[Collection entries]
Begin
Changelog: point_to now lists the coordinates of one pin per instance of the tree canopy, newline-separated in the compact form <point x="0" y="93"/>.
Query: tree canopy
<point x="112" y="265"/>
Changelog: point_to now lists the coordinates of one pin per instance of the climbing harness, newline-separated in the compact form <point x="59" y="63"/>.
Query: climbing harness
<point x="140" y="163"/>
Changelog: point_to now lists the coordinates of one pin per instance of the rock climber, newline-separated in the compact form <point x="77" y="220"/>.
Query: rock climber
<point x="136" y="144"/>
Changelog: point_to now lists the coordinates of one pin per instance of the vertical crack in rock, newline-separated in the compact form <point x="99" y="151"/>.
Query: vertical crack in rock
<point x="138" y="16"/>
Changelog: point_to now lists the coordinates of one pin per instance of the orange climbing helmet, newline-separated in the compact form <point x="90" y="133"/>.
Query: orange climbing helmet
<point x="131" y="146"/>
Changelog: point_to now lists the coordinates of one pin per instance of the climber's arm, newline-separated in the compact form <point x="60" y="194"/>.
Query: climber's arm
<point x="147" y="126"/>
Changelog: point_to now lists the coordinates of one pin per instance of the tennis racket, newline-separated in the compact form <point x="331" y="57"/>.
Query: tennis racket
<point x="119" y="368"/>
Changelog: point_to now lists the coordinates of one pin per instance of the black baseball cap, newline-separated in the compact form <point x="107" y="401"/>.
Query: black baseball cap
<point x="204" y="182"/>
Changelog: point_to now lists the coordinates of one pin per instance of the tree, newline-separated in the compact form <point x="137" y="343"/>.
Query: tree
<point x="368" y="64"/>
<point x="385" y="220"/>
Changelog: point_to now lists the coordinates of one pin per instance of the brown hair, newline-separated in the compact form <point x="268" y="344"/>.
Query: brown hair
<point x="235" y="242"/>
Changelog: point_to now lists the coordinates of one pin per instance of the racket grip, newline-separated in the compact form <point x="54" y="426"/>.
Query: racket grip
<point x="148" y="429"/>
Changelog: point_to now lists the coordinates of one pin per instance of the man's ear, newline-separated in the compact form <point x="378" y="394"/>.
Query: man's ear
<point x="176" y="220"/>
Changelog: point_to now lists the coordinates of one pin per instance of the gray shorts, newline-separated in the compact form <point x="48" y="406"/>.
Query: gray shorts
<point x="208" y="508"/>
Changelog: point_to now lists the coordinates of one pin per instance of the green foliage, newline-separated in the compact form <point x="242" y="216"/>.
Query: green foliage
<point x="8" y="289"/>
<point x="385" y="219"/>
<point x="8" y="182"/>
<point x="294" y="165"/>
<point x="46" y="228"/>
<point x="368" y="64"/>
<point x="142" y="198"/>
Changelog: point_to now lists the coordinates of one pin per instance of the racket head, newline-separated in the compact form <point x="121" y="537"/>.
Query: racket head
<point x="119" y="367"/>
End
Begin
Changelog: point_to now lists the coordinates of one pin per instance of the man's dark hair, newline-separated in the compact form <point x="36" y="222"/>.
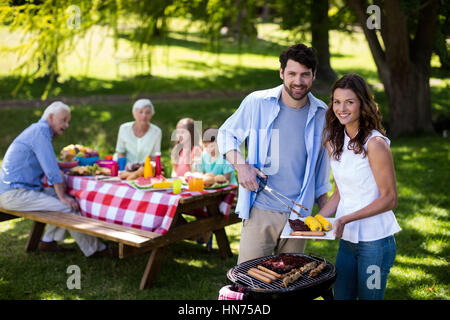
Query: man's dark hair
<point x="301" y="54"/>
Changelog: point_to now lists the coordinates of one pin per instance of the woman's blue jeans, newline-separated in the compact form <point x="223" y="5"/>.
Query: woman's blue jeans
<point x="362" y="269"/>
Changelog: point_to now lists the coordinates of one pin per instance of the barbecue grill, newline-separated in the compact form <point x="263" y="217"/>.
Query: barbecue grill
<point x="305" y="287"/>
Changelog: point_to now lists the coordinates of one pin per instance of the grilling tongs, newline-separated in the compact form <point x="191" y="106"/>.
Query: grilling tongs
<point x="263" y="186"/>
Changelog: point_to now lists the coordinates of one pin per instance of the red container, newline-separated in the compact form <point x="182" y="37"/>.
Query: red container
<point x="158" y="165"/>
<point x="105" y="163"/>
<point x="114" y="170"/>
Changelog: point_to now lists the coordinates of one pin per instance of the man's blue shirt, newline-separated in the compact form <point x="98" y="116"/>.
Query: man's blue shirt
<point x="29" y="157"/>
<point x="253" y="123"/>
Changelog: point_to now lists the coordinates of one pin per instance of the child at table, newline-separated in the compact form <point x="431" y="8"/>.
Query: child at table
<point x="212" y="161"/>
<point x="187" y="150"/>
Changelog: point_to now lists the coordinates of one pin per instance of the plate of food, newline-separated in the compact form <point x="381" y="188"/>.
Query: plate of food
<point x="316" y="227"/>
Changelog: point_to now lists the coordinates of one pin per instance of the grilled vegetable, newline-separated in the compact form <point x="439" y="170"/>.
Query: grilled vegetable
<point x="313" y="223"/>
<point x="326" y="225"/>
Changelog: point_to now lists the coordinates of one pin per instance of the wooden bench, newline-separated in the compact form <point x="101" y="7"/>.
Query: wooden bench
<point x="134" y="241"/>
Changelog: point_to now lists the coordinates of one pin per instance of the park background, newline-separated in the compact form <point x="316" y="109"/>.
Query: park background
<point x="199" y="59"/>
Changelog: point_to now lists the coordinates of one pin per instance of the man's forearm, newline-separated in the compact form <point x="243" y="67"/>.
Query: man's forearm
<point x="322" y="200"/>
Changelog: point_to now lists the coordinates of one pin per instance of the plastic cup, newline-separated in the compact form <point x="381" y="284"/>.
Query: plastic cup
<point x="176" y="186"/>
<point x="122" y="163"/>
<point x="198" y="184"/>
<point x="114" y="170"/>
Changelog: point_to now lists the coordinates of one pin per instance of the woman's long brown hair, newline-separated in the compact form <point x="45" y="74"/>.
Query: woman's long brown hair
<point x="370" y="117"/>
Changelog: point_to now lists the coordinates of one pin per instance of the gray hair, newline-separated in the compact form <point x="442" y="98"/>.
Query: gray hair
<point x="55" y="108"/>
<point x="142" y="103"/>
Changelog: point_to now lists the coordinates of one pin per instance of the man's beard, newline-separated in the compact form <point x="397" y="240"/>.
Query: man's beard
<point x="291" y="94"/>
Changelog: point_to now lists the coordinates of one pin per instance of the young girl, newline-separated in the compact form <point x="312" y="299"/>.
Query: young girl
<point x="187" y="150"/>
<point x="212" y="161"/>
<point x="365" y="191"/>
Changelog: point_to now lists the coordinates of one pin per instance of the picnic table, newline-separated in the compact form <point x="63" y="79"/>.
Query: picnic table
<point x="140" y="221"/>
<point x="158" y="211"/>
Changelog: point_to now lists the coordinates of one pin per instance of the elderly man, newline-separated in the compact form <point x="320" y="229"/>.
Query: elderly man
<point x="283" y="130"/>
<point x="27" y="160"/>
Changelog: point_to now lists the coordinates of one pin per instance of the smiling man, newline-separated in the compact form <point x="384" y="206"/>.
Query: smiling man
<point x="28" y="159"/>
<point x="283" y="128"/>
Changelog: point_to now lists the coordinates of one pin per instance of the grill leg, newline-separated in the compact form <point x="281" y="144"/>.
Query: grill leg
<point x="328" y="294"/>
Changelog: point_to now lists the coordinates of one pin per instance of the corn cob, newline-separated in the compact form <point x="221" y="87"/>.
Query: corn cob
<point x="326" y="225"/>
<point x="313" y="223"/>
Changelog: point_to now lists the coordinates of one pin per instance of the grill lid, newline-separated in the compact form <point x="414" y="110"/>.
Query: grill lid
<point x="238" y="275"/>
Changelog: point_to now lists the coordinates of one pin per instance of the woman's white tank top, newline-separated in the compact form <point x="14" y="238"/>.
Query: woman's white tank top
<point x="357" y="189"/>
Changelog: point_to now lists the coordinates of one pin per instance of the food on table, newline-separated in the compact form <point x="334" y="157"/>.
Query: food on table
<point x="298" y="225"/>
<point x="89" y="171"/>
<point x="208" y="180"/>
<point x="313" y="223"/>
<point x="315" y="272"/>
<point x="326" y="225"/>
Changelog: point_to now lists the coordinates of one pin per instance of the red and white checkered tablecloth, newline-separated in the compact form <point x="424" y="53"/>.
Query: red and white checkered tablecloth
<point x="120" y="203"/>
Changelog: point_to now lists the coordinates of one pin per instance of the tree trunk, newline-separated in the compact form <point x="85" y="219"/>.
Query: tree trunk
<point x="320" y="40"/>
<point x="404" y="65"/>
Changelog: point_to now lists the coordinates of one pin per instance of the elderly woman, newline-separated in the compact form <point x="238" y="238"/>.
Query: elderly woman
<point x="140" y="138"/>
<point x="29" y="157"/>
End
Count the lines of the records above that contain the string "corn", treating uppercase and lowercase letters as distinct, and reply with only that number.

2